= Work to be completed =
Reproduce exactly the lines from the one containing "facade in the photo above." through the last line of the records below, both included, and nothing else.

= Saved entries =

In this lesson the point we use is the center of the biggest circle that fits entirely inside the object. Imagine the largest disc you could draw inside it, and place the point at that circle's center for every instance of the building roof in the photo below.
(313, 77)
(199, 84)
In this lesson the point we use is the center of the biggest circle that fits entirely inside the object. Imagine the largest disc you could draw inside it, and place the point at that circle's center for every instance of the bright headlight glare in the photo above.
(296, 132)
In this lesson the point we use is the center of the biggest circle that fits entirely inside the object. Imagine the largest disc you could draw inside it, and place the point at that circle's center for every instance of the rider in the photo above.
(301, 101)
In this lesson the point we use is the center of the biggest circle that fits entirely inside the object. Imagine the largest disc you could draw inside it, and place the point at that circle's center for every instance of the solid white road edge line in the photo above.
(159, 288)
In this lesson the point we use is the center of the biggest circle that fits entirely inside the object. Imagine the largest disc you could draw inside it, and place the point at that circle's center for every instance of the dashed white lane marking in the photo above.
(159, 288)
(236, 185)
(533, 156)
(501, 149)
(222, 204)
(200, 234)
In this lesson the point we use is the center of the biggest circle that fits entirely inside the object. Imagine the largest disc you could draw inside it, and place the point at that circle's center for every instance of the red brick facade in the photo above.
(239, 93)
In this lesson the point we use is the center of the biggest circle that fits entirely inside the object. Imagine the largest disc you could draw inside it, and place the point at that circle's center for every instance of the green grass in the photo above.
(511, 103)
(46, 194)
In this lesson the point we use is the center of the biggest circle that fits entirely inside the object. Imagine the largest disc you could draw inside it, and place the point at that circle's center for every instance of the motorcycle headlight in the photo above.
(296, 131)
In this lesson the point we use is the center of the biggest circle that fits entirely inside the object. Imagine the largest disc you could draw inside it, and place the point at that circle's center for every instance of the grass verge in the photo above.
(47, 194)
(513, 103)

= The solution =
In this lesson the point we use is the center of the biggest circle that fits entirely inside the object. Imagine the largest disc you could draw inside it, and place the point at that circle's center for every instance of the red brick facade in the photo above.
(239, 93)
In this lesson the point we use is the center of the biggest circle that fits entirely inside the object. Imagine the largest disc you could draw inside it, and place the point at that circle's center for every instance of the green grass in the photo above.
(511, 103)
(46, 194)
In this lesson the point we use is the center of the biggest circle that fits entirely inside the object. Imagine the largest disc you could draw inside it, and place the point at that circle's center for every instance of the motorcycle headlight in the photo above.
(296, 131)
In this lesson the point we use is the center of the biggest circle that fits entirely inside the object. Imagine the largest disc you could draw inside it, and place the point at that circle's center for every instance of the grass verge in the photo above.
(47, 194)
(513, 103)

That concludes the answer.